◆ SOURCE:
** begin **

Another consideration. I have studied a little the sequences a(n)=(n^k mod r). If we fix the value for “r” and let “k” to assume the values 1, 2, 3, 4, 5 …. the sequences we obtain repeat themselves according to the following table.
Here period means that [n^k mod r = n^(k+period) mod r] while anti-period shows how many initial “k” we have to take away before the periodicity starts.

“r”            period       anti-period
1		1		0
2 		1		0
3		2		0
4		2		1
5		4		0
6		2		0
7		6		0
8		2		2
9		6		1
10		4		0
11		10		0
12		2		1
13		12		0
14		6		0
15		4		0
16		4		3
17		16		0
18		6		1
19		18		0
20		4		1

Obviously if “r” is prime the period is equal “r-1” (anti-period=0).
The sequence of the periods is A002322 while the sequence of the anti-periods is A066301.

** end **

◆ EXCERPTED RECORDS:
** begin **

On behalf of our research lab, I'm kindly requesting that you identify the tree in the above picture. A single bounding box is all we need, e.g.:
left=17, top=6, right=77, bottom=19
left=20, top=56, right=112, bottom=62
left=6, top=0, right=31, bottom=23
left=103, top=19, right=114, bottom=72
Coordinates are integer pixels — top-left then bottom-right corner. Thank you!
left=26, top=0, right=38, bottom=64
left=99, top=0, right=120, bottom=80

** end **
** begin **

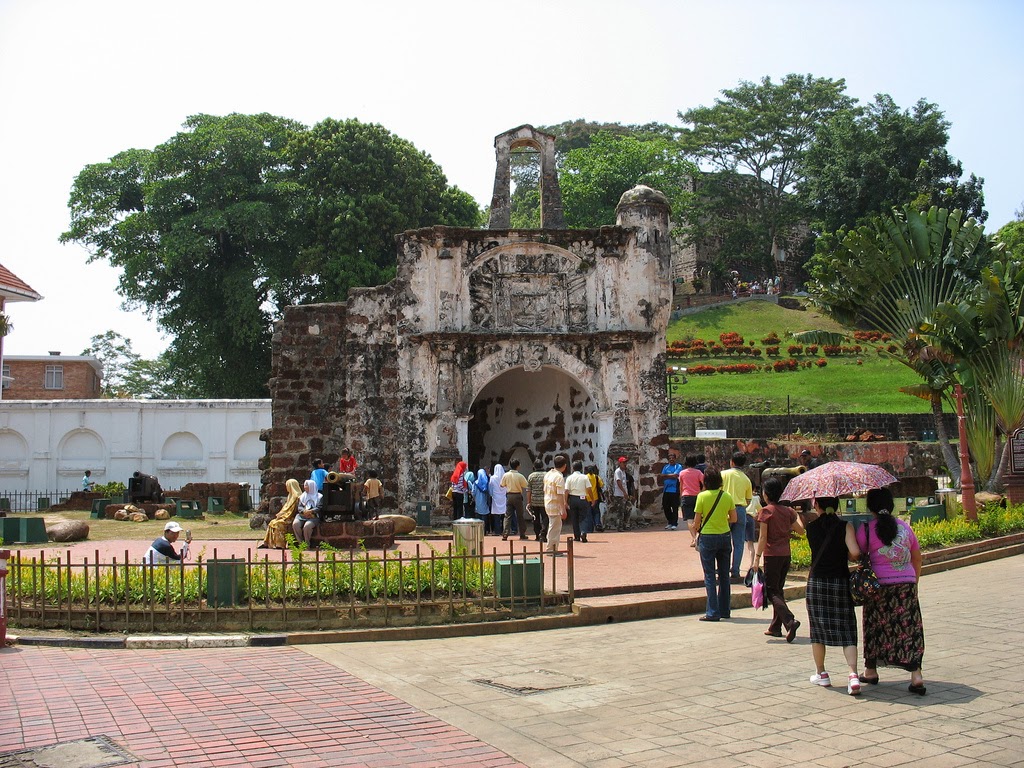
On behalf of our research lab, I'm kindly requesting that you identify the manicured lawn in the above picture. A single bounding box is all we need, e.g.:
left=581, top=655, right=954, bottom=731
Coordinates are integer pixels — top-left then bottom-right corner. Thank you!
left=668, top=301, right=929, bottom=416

** end **

◆ WORK TO BE COMPLETED: Please rewrite the passage of the post on powers mod r starting at "Another consideration. I" and ending at "the periodicity starts.", and swap "anti-period" for "preperiod". You won't need the lines for this.

◆ CORRECT ANSWER:
Another consideration. I have studied a little the sequences a(n)=(n^k mod r). If we fix the value for “r” and let “k” to assume the values 1, 2, 3, 4, 5 …. the sequences we obtain repeat themselves according to the following table.
Here period means that [n^k mod r = n^(k+period) mod r] while preperiod shows how many initial “k” we have to take away before the periodicity starts.